-- GIVEN EXERCISE --
Rewrite everything in the listing from the line containing "Target: front tire" down to the line containing "column 250, row 197", changing "front tire" to "front wheel" and leaving the rest unchanged.

### ROWS ###

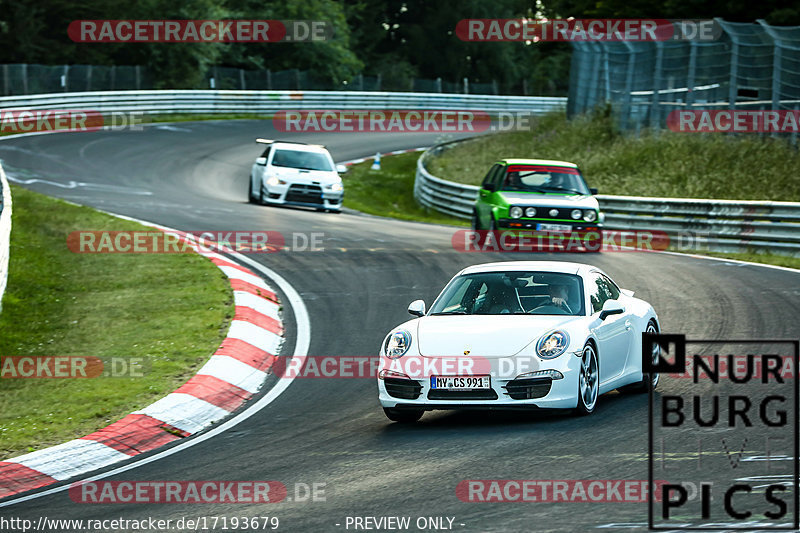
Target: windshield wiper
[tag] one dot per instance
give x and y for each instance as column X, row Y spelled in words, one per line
column 562, row 189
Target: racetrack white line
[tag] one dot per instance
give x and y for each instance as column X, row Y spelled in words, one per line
column 300, row 351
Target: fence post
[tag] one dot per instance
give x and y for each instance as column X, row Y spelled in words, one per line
column 690, row 77
column 655, row 114
column 776, row 69
column 626, row 100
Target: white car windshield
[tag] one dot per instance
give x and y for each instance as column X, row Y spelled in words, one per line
column 514, row 293
column 301, row 160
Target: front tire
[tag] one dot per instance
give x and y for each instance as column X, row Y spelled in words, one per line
column 588, row 381
column 404, row 416
column 250, row 197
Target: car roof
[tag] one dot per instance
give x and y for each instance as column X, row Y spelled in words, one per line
column 540, row 266
column 539, row 162
column 299, row 147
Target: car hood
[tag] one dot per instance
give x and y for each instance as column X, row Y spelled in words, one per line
column 295, row 175
column 483, row 335
column 550, row 200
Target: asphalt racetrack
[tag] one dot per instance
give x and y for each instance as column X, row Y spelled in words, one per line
column 193, row 176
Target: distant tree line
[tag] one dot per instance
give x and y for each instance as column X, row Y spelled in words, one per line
column 398, row 40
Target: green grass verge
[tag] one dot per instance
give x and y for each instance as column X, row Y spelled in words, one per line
column 752, row 257
column 172, row 309
column 661, row 164
column 390, row 191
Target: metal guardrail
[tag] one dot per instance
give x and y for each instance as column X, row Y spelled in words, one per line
column 697, row 224
column 264, row 102
column 5, row 231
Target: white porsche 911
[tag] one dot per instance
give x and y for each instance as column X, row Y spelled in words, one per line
column 530, row 334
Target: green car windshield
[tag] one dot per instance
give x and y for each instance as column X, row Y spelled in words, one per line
column 544, row 178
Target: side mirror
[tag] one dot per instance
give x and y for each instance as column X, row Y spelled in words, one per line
column 611, row 307
column 417, row 308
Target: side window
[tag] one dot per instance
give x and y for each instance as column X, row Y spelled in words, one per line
column 600, row 290
column 499, row 176
column 490, row 176
column 612, row 288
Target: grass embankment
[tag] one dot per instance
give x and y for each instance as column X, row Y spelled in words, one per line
column 171, row 309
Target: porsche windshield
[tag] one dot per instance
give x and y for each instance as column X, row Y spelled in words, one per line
column 544, row 178
column 514, row 293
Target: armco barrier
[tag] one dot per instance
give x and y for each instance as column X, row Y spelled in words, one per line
column 264, row 102
column 5, row 231
column 714, row 225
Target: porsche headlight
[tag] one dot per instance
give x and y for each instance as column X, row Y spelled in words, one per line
column 552, row 345
column 398, row 344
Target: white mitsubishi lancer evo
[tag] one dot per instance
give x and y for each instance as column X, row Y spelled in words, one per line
column 297, row 174
column 529, row 334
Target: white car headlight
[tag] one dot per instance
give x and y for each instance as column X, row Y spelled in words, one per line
column 398, row 344
column 552, row 344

###

-- OUTPUT BELOW --
Target: front wheel
[tag] one dot per instance
give x and y for each instance as column X, row Y spelled in words, one per line
column 588, row 381
column 404, row 416
column 250, row 197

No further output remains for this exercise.